_Qué se pide_. En el texto sobre la sucesión al trono belga, ¿qué edad tenía Felipe, el hijo del príncipe Alberto?

_Texto extraído_.
= = = = = = =
El orden de sucesión era inequívoco: al no haber tenido herederos directos Balduino en su matrimonio con Fabiola de Mora y Aragón, el primero en la línea de herederos es su hermano Alberto, seguido de los hijos de éste, Felipe y Astrid. Pero hasta el anuncio oficial -realizado en la tarde de ayer-, de que el príncipe Alberto efectivamente sería el sucesor, nada estaba claro. Entre otras razones porque el propio hermano de Balduino había hecho saber repetidamente que no deseaba la corona. Con ello, las opciones se ampliaban a su hijo Felipe, de 33 años; y a la hermana de éste, Astrid, preferida por algunos sectores por su imagen más clásica y SU mejor dominio de las tres lenguas habladas por los belgas.
= = = = = = =
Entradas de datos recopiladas
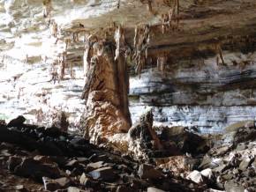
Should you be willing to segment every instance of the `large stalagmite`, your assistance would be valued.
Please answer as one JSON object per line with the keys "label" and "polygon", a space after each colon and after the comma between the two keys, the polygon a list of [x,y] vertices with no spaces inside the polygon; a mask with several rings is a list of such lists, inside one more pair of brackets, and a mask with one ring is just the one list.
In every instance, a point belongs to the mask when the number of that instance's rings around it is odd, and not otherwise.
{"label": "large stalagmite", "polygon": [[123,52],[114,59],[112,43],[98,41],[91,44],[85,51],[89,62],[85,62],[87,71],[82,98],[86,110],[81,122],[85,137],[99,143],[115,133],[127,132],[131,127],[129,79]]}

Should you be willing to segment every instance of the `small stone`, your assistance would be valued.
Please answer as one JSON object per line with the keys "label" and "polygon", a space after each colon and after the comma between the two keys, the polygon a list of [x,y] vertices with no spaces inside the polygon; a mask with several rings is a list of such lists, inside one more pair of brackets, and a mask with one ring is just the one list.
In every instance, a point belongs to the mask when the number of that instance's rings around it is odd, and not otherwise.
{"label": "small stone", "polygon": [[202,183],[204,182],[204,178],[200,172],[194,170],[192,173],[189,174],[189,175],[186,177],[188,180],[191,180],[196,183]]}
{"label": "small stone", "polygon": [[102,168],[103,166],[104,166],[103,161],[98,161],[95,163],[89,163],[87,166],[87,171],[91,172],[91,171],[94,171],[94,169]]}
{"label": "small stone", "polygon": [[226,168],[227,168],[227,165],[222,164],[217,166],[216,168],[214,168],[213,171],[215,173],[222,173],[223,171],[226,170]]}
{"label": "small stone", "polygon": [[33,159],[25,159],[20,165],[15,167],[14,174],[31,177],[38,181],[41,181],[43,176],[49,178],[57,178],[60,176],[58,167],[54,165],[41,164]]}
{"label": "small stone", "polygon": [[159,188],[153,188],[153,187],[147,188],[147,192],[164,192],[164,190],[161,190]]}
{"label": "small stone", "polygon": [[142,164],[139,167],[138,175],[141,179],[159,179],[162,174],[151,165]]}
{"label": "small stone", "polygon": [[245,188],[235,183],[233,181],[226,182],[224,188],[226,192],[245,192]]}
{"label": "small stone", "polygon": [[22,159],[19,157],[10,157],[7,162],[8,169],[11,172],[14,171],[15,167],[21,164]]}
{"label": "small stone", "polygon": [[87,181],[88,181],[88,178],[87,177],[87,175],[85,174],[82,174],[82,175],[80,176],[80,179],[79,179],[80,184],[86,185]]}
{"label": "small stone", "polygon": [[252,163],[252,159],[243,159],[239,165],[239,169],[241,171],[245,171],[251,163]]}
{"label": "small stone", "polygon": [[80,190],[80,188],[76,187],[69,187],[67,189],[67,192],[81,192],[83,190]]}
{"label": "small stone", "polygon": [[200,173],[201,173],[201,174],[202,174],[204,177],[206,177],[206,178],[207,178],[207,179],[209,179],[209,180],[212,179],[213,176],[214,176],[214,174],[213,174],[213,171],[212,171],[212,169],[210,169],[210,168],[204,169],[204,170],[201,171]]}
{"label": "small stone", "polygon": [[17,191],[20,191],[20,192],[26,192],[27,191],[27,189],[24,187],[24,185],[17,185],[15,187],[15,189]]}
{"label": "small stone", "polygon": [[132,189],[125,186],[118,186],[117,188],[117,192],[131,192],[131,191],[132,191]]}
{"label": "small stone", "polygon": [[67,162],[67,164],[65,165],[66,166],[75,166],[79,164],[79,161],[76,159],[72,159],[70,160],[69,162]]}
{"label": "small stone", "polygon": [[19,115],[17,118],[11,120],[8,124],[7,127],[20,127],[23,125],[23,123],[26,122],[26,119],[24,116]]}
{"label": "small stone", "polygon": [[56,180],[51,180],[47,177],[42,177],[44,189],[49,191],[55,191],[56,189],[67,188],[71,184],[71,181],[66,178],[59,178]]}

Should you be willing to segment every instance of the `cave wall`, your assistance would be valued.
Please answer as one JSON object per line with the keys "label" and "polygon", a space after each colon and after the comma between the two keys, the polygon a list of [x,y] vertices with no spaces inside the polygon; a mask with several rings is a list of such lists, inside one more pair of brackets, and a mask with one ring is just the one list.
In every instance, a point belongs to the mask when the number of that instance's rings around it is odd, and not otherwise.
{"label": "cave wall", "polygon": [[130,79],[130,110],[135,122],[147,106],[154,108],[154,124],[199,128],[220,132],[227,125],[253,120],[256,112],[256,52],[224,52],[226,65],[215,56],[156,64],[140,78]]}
= = = = = = =
_Solución del ejercicio_. 33 años.